— ESTRATTO DEL DOCUMENTO —
***

Ma queste sanzioni presuppongono, appunto, un “costo” anche per l’occidente; sostenibile oggi ma (forse) non illimitatamente nel tempo. Non almeno se non si intervenga con una opportuna (e celere) modifica dell’approvvigionamento energetico europeo (e soprattutto italiano).
I (veri) rischi per il mondo occidentale, sotto il profilo finanziario, risiedono nell’esposizione di crediti con controparti russe (Italia e Francia su tutti), sia per affidamenti che per operazioni import/export e/o di trade finance, nel crollo dei valori degli investimenti finanziari in emittenti russi e/o denominati in rubli (blocco cedole, blocco disinvestimenti, svalutazioni di titoli quotati) che tocca non solo i gestori patrimoniali dei fondi che vi investivano e le banche che li intermediavano, ma anche i risparmiatori privati (“fai da te” o meno che siano). Decurtazione di parte degli attivi finanziari privati occidentali, insomma; cioè un “costo” da sostenere per arrivare alla pace, rifacendosi a un vecchio detto economico che recita “non esistono pasti gratis”.

***

— DATI FORNITI —
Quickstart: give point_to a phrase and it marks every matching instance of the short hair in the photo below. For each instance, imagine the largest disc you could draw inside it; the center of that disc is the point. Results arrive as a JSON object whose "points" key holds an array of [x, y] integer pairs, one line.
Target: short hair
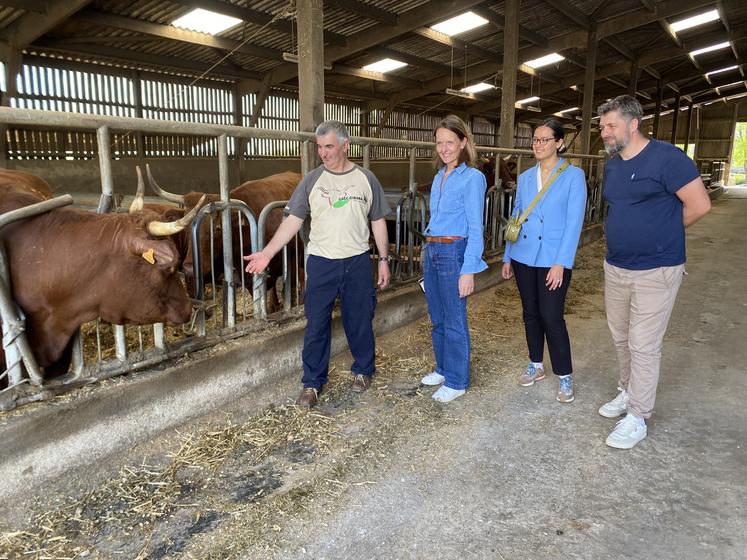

***

— COMPITO DA SVOLGERE —
Stabilisci se ciascuna affermazione concorda con l'estratto sulle sanzioni, rispondendo sì o no e citando le parole del testo che lo decidono.
(a) Tra i rischi finanziari per l'occidente c'è l'esposizione di crediti con controparti russe, con Italia e Francia in testa.
(b) Il crollo dei valori degli investimenti in emittenti russi colpisce soltanto le banche.
(c) Il costo delle sanzioni per l'occidente è sostenibile senza limiti di tempo.
Le righe non hanno alcun legame con l'estratto.

— SOLUZIONE —
(a) Sì: «nell’esposizione di crediti con controparti russe (Italia e Francia su tutti)»
(b) No: «che tocca non solo i gestori patrimoniali dei fondi che vi investivano e le banche che li intermediavano, ma anche i risparmiatori privati»
(c) No: «sostenibile oggi ma (forse) non illimitatamente nel tempo»